TASK REQUIREMENTS:
Repeat the material in full. Keep every line exactly as it is.

DATA LISTING:
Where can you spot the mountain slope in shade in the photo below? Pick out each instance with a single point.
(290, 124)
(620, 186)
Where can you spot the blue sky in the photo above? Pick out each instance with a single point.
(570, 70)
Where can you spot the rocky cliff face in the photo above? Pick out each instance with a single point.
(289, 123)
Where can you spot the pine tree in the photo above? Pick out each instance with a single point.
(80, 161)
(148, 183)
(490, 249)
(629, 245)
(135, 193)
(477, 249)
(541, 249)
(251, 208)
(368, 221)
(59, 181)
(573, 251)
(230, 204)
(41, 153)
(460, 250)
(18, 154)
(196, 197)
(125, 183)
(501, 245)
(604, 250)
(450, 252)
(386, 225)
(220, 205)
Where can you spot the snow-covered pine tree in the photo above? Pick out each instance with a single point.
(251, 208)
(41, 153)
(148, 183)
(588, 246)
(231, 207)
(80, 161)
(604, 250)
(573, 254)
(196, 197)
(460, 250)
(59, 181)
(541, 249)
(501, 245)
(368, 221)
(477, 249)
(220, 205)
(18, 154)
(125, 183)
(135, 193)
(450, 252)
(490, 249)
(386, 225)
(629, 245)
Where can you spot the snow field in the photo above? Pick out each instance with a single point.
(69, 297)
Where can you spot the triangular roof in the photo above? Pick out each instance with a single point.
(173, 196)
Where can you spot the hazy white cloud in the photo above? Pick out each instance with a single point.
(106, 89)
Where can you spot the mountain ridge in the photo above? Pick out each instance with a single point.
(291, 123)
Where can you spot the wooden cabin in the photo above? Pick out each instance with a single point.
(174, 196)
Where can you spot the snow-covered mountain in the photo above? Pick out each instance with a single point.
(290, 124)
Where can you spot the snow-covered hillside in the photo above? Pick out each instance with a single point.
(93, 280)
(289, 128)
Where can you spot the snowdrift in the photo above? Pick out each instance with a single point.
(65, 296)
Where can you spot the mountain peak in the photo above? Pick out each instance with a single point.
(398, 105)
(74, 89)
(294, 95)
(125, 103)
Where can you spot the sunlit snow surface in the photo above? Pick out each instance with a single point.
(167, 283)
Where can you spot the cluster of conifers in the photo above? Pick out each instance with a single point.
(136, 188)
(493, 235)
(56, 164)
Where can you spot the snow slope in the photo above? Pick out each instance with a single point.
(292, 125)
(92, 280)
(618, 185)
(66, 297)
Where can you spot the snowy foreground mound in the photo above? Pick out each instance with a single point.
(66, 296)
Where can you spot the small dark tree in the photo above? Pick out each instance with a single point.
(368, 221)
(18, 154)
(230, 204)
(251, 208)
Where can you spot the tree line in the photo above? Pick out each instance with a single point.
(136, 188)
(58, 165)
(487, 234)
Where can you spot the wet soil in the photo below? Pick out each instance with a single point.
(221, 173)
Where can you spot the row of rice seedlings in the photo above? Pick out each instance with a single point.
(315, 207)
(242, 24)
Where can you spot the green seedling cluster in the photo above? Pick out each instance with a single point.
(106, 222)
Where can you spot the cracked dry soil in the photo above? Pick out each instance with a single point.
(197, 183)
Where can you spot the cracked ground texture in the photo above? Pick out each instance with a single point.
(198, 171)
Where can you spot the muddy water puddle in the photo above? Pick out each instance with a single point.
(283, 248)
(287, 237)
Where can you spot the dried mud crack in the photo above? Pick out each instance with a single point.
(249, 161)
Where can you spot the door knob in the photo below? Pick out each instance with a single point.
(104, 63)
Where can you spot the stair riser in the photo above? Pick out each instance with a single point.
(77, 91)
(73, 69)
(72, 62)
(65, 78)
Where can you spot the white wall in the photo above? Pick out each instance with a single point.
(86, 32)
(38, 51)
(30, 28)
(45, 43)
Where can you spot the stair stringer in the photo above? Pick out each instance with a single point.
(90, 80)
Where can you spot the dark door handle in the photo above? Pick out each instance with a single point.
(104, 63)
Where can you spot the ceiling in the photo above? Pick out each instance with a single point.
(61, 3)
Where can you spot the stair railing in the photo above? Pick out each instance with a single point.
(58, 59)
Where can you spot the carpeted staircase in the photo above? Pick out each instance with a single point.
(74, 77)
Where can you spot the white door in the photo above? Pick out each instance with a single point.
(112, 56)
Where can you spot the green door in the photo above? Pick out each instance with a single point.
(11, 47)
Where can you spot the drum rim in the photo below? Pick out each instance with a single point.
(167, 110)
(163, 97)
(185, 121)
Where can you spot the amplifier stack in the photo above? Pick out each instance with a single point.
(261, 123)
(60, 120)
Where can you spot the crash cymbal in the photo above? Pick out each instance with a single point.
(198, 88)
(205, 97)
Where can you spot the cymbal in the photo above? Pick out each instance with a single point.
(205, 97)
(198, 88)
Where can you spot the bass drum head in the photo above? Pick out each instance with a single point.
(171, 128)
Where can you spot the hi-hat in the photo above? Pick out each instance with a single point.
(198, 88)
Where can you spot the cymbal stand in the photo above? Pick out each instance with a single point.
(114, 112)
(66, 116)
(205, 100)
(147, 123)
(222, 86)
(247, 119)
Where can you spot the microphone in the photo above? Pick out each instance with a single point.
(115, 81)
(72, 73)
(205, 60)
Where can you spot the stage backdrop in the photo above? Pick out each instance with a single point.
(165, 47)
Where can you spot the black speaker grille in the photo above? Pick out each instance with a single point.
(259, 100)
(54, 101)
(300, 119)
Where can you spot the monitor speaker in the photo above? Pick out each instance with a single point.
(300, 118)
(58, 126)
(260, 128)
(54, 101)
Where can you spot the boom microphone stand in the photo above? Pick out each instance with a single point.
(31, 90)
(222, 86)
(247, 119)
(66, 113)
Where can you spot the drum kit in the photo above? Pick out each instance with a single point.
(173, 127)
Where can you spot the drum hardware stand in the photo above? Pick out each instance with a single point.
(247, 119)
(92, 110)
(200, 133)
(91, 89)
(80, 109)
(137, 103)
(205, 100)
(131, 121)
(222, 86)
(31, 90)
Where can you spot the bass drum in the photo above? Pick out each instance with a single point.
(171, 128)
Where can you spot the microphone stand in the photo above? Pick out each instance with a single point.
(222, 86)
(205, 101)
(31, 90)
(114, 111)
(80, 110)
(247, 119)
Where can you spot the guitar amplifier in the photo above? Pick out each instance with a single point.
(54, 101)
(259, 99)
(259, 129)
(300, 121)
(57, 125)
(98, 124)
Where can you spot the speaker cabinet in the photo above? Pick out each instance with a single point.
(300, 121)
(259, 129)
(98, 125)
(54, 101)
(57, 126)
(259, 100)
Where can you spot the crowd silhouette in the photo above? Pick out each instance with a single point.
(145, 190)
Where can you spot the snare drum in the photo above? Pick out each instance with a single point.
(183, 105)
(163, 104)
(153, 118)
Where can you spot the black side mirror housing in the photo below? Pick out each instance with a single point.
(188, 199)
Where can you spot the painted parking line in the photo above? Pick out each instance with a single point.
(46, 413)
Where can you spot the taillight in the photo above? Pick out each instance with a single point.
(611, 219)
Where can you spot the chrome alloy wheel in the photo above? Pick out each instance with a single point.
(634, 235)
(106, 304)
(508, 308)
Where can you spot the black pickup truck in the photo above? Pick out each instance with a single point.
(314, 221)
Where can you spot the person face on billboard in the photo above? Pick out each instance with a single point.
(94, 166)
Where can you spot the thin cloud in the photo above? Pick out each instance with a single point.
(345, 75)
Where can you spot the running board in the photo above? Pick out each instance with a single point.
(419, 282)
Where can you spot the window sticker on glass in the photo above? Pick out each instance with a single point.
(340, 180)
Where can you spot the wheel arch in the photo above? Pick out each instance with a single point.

OUTPUT FOR THIS TASK:
Where can you spot the mountain slope in shade in the photo below? Pick out each instance with a single point.
(290, 124)
(620, 186)
Where can you spot the blue sky in the photo above? Pick out each instance with a single point.
(570, 70)
Where can you spot the rocky cliff face in the photo above? Pick out each instance with a single point.
(289, 123)
Where can you spot the pine tree in the photo above? Pick out each instance with a single point.
(80, 161)
(148, 183)
(490, 249)
(629, 245)
(135, 193)
(477, 249)
(541, 249)
(251, 208)
(368, 221)
(59, 181)
(573, 251)
(230, 204)
(41, 153)
(460, 250)
(18, 154)
(196, 197)
(125, 183)
(501, 245)
(604, 250)
(450, 252)
(386, 225)
(220, 205)
Where can you spot the snow-covered pine tree in the photo above? Pick out each instance with a single point.
(251, 208)
(41, 153)
(148, 183)
(588, 246)
(231, 207)
(80, 161)
(604, 250)
(573, 254)
(196, 197)
(460, 250)
(59, 181)
(541, 249)
(501, 245)
(368, 221)
(477, 249)
(220, 205)
(18, 154)
(125, 183)
(135, 193)
(450, 252)
(490, 249)
(386, 225)
(629, 245)
Where can you spot the snow field in the photo above? Pick out each instance with a single point.
(69, 297)
Where can you spot the triangular roof in the photo above? Pick out each instance with a single point.
(173, 196)
Where can you spot the hazy white cloud in the photo above? Pick out each instance with a single point.
(106, 89)
Where can you spot the mountain ridge in the photo above? Pick out each instance with a single point.
(291, 123)
Where can you spot the wooden cabin in the photo above? Pick out each instance with a single point.
(174, 196)
Where can you spot the snow-covered mountain in the photo above? Pick out each instance with a single point.
(290, 124)
Where can you spot the snow-covered hillside in the photo above? Pick out each instance with a single point.
(93, 280)
(289, 128)
Where can you spot the snowdrift in the photo above? Pick out each instance with a single point.
(65, 296)
Where can you spot the mountain peak in the photo above? Pick out each instance with a single point.
(398, 105)
(74, 89)
(294, 95)
(125, 103)
Where can you spot the sunlit snow surface in the photo above? Pick out each instance with a single point.
(167, 283)
Where can you spot the cluster of conifers in the photo above? Pick out each instance with a single point.
(136, 188)
(493, 235)
(56, 164)
Where can you spot the snow slope in the photo above? Pick out each instance with a single point.
(292, 125)
(92, 280)
(618, 185)
(66, 297)
Where can you spot the snowy foreground mound in the photo above? Pick out each instance with a single point.
(66, 296)
Where can you spot the small dark tree in the photo above? Pick out each instance with a single point.
(368, 221)
(18, 154)
(230, 204)
(251, 208)
Where can you spot the tree line in the photo above? Pick out each instance with a single point.
(136, 188)
(58, 165)
(487, 234)
Where can you spot the wet soil in the photo below? Pick out each instance with a single point.
(221, 173)
Where can you spot the row of rice seedlings in the photo above? Pick out each instance with a single point.
(315, 207)
(242, 24)
Where can you spot the green seedling cluster in the photo above? Pick out each instance with a single point.
(106, 222)
Where can you spot the cracked dry soil in the photo above? Pick out each instance with a single point.
(197, 183)
Where can you spot the cracked ground texture in the photo above? Pick out each instance with a single point.
(198, 171)
Where can you spot the muddy water puddle in the photo above? Pick out each instance with a single point.
(283, 248)
(287, 237)
Where can you spot the dried mud crack in the photo above? Pick out each instance with a single point.
(249, 161)
Where can you spot the door knob in the photo below? Pick out each instance with a single point.
(104, 63)
Where can you spot the stair riser in the photo above? Pick out each instance with a single point.
(77, 91)
(73, 69)
(72, 62)
(65, 78)
Where can you spot the white wall in the photo above? Pick out each instance with a single point.
(86, 32)
(38, 51)
(30, 28)
(45, 43)
Where can you spot the stair stringer in the photo above? Pick out each instance with a single point.
(90, 80)
Where can you spot the dark door handle in the photo above? Pick out each instance with a single point.
(104, 63)
Where can you spot the ceiling in the photo above? Pick out each instance with a single point.
(61, 3)
Where can you spot the stair railing in the photo above? Pick out each instance with a single point.
(58, 59)
Where can you spot the carpeted staircase in the photo above? Pick out each instance with a single point.
(74, 77)
Where can you spot the white door in the photo above? Pick out each instance with a single point.
(112, 56)
Where can you spot the green door in the photo above? Pick out each instance with a single point.
(11, 47)
Where can you spot the drum rim in the photo below? Pick out each instance with a single point.
(167, 110)
(163, 97)
(185, 121)
Where can you spot the amplifier stack in the photo above? Pick out each instance with a single point.
(261, 123)
(60, 120)
Where can you spot the crash cymbal in the photo above? Pick out each instance with a single point.
(198, 88)
(205, 97)
Where can you spot the cymbal in the photo above? Pick out each instance with a single point.
(205, 97)
(198, 88)
Where can you spot the bass drum head in the photo above? Pick out each instance with a single point.
(171, 128)
Where can you spot the hi-hat in the photo above? Pick out each instance with a single point.
(198, 88)
Where can you spot the cymbal stand in the photo above? Pick out each instance with a single point.
(114, 112)
(66, 116)
(205, 100)
(147, 123)
(222, 86)
(247, 119)
Where can you spot the microphone in the photo above? Pick out each instance with a single point.
(115, 81)
(72, 73)
(205, 60)
Where can you spot the stage backdrop in the photo above? Pick out each instance with a single point.
(165, 47)
Where can you spot the black speaker grille in the photo above? Pick out each instance with a single point.
(259, 100)
(54, 101)
(300, 119)
Where can you spot the monitor speaker in the photo above? Pick out each instance with a single point.
(300, 118)
(58, 126)
(260, 128)
(54, 101)
Where can you spot the boom microphone stand in the photo above? Pick out each instance with a single point.
(31, 90)
(222, 86)
(247, 119)
(66, 113)
Where can you spot the drum kit in the photo above? Pick out each instance with a single point.
(173, 127)
Where can you spot the drum hardware stand in the photo above? Pick out each instance with a single point.
(247, 119)
(92, 110)
(200, 133)
(91, 89)
(80, 109)
(137, 103)
(205, 100)
(131, 121)
(222, 86)
(31, 90)
Where can you spot the bass drum in the photo above? Pick out each instance with a single point.
(171, 128)
Where can you spot the microphone stand in the photo above? Pick out each instance with a single point.
(222, 86)
(205, 101)
(31, 90)
(114, 111)
(80, 110)
(247, 119)
Where can you spot the guitar amplifier in the photo above? Pick out each instance with a single point.
(54, 101)
(259, 99)
(259, 129)
(300, 121)
(57, 125)
(98, 124)
Where can you spot the speaker cabinet in the photo above? Pick out each instance with a single point.
(300, 121)
(259, 129)
(98, 125)
(54, 101)
(57, 126)
(259, 100)
Where can you spot the crowd silhouette in the photo above? Pick out each instance with a single point.
(145, 190)
Where can you spot the snare drum in the photo above? Pick out each instance with a single point.
(183, 105)
(163, 104)
(153, 118)
Where can you spot the black side mirror housing in the photo below? Pick out each instance with a single point.
(188, 199)
Where can you spot the painted parking line in the photo above? Pick out each instance with a single point.
(46, 413)
Where can you spot the taillight in the photo above? Pick out each instance with a single point.
(611, 219)
Where can you spot the chrome alloy wheel in the photo above? Pick out each instance with a single point.
(634, 235)
(106, 304)
(508, 308)
Where can you spot the black pickup truck in the photo above? Pick out each instance with a single point.
(314, 221)
Where can you spot the person face on billboard in the photo above? Pick out each instance with a single point.
(94, 166)
Where can you spot the thin cloud in the photo above? Pick out each instance with a single point.
(345, 75)
Where can you spot the running board in the photo above? Pick out each instance with a single point.
(419, 282)
Where can you spot the window sticker on glass in the photo above? Pick out each instance with a single point.
(340, 180)
Where can you spot the wheel arch in the photo above? Pick out each instance with a single point.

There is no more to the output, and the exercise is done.